— Begin —

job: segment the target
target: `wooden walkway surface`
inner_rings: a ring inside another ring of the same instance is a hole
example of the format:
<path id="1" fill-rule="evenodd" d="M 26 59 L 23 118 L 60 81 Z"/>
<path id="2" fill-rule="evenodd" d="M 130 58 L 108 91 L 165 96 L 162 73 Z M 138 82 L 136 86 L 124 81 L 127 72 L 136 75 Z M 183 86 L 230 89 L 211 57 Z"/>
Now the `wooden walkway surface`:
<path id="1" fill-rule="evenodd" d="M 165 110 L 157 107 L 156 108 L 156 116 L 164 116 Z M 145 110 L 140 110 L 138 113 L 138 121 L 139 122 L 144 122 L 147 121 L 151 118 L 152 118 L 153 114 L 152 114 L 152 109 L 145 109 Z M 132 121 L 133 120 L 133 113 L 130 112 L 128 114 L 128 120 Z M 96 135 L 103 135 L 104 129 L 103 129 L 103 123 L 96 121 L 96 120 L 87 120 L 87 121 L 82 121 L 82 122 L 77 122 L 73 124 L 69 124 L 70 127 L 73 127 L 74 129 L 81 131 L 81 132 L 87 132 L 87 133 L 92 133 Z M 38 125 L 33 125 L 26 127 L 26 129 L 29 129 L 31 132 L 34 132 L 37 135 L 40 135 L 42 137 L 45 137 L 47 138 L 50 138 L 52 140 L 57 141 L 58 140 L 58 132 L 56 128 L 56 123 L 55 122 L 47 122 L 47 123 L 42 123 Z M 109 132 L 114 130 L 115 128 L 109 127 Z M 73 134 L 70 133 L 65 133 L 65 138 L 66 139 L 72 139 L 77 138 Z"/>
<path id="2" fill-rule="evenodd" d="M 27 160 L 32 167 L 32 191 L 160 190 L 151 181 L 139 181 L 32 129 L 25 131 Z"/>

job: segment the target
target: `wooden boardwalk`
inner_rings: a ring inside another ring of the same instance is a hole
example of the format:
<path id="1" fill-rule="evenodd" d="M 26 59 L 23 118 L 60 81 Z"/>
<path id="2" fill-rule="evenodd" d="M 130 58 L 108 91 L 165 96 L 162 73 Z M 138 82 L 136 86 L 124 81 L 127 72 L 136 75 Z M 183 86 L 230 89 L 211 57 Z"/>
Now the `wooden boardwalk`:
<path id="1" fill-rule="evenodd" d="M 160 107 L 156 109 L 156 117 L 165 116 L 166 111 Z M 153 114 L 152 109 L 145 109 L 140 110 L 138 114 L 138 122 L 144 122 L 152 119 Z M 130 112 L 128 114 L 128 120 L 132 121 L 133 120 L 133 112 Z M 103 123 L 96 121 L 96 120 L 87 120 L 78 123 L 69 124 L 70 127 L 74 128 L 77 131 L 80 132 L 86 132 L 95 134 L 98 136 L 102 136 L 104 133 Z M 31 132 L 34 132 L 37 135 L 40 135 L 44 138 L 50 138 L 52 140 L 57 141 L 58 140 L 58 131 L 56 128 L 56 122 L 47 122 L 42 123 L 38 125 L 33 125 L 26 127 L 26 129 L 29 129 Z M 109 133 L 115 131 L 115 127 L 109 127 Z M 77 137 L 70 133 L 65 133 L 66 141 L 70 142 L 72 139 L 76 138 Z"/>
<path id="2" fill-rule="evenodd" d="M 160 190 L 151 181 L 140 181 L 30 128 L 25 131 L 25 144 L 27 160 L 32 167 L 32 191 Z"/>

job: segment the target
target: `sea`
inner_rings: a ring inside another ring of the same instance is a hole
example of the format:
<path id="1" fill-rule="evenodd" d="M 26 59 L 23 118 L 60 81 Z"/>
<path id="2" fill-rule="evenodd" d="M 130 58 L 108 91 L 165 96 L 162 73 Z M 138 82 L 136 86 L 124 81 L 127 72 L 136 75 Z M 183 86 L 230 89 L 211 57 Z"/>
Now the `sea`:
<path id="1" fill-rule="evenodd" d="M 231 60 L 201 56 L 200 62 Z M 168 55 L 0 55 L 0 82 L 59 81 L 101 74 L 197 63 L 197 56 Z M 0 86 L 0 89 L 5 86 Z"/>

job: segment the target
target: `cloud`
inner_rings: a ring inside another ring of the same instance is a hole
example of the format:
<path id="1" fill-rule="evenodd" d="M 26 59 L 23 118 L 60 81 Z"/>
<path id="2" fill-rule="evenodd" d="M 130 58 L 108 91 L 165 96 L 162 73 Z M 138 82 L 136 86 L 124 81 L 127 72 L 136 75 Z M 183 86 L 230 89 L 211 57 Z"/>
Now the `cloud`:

— End —

## [Goal of the exercise]
Update the records by changing each "segment" to "outline" and leaving everything else unchanged.

## [Answer]
job: outline the target
target: `wooden walkway surface`
inner_rings: a ring inside another ring of the same instance is a hole
example of the format:
<path id="1" fill-rule="evenodd" d="M 26 59 L 23 118 L 60 81 Z"/>
<path id="2" fill-rule="evenodd" d="M 130 58 L 108 91 L 165 96 L 162 73 Z M 138 82 L 136 86 L 124 81 L 127 72 L 136 75 Z M 183 86 L 230 89 L 211 57 Z"/>
Now the `wooden walkway surface`:
<path id="1" fill-rule="evenodd" d="M 165 110 L 157 107 L 156 108 L 156 116 L 164 116 Z M 145 110 L 140 110 L 138 113 L 138 121 L 139 122 L 144 122 L 147 121 L 151 118 L 152 118 L 153 114 L 152 114 L 152 109 L 145 109 Z M 132 121 L 133 120 L 133 113 L 130 112 L 128 114 L 128 120 Z M 96 135 L 103 135 L 104 129 L 103 129 L 103 123 L 96 121 L 96 120 L 87 120 L 87 121 L 82 121 L 82 122 L 77 122 L 73 124 L 69 124 L 70 127 L 73 127 L 74 129 L 81 131 L 81 132 L 87 132 L 87 133 L 92 133 Z M 38 125 L 33 125 L 26 127 L 26 129 L 29 129 L 31 132 L 34 132 L 37 135 L 40 135 L 42 137 L 45 137 L 47 138 L 50 138 L 52 140 L 57 141 L 58 140 L 58 132 L 56 128 L 56 123 L 55 122 L 47 122 L 47 123 L 42 123 Z M 109 132 L 114 130 L 115 128 L 109 127 Z M 73 134 L 70 133 L 65 133 L 65 138 L 66 139 L 72 139 L 77 138 Z"/>
<path id="2" fill-rule="evenodd" d="M 27 160 L 32 167 L 32 191 L 160 190 L 151 181 L 139 181 L 32 129 L 25 131 Z"/>

job: outline the target
target: `wooden boardwalk`
inner_rings: a ring inside another ring of the same instance is a hole
example of the format:
<path id="1" fill-rule="evenodd" d="M 26 59 L 23 118 L 60 81 Z"/>
<path id="2" fill-rule="evenodd" d="M 130 58 L 108 91 L 165 96 L 162 73 Z M 138 82 L 136 86 L 124 81 L 127 72 L 136 75 Z M 183 86 L 230 89 L 211 57 Z"/>
Now the `wooden boardwalk`:
<path id="1" fill-rule="evenodd" d="M 160 107 L 156 109 L 156 117 L 165 116 L 166 111 Z M 153 114 L 152 109 L 145 109 L 140 110 L 138 114 L 138 122 L 144 122 L 152 119 Z M 130 112 L 128 114 L 128 120 L 132 121 L 133 120 L 133 112 Z M 103 123 L 96 121 L 96 120 L 87 120 L 78 123 L 69 124 L 70 127 L 74 128 L 77 131 L 80 132 L 86 132 L 95 134 L 98 136 L 102 136 L 104 133 Z M 31 132 L 34 132 L 37 135 L 40 135 L 44 138 L 50 138 L 52 140 L 57 141 L 58 140 L 58 131 L 56 128 L 56 122 L 47 122 L 42 123 L 38 125 L 33 125 L 26 127 L 26 129 L 29 129 Z M 109 133 L 115 131 L 115 127 L 109 127 Z M 77 137 L 70 133 L 65 133 L 66 141 L 70 142 L 72 139 L 76 138 Z"/>
<path id="2" fill-rule="evenodd" d="M 160 190 L 151 181 L 140 181 L 30 128 L 25 131 L 25 144 L 27 160 L 32 167 L 32 191 Z"/>

job: outline the target
target: `sea`
inner_rings: a ring inside another ring of the same instance is a hole
example of the format:
<path id="1" fill-rule="evenodd" d="M 26 59 L 23 118 L 60 81 Z"/>
<path id="2" fill-rule="evenodd" d="M 130 58 L 108 91 L 165 96 L 162 73 Z M 138 82 L 136 86 L 124 81 L 127 72 L 136 75 Z M 183 86 L 230 89 L 211 57 Z"/>
Now the `sea`:
<path id="1" fill-rule="evenodd" d="M 231 60 L 201 56 L 200 62 Z M 168 55 L 0 55 L 0 82 L 59 81 L 101 74 L 197 63 L 197 56 Z M 0 86 L 0 89 L 5 86 Z"/>

job: outline the target
target: `cloud`
inner_rings: a ring inside another ring of the same instance is a hole
example of the format:
<path id="1" fill-rule="evenodd" d="M 26 59 L 23 118 L 60 81 Z"/>
<path id="2" fill-rule="evenodd" d="M 130 58 L 108 91 L 165 96 L 162 73 Z M 138 82 L 136 86 L 124 81 L 127 72 L 136 75 Z M 183 86 L 230 89 L 211 57 Z"/>
Now the `cloud`:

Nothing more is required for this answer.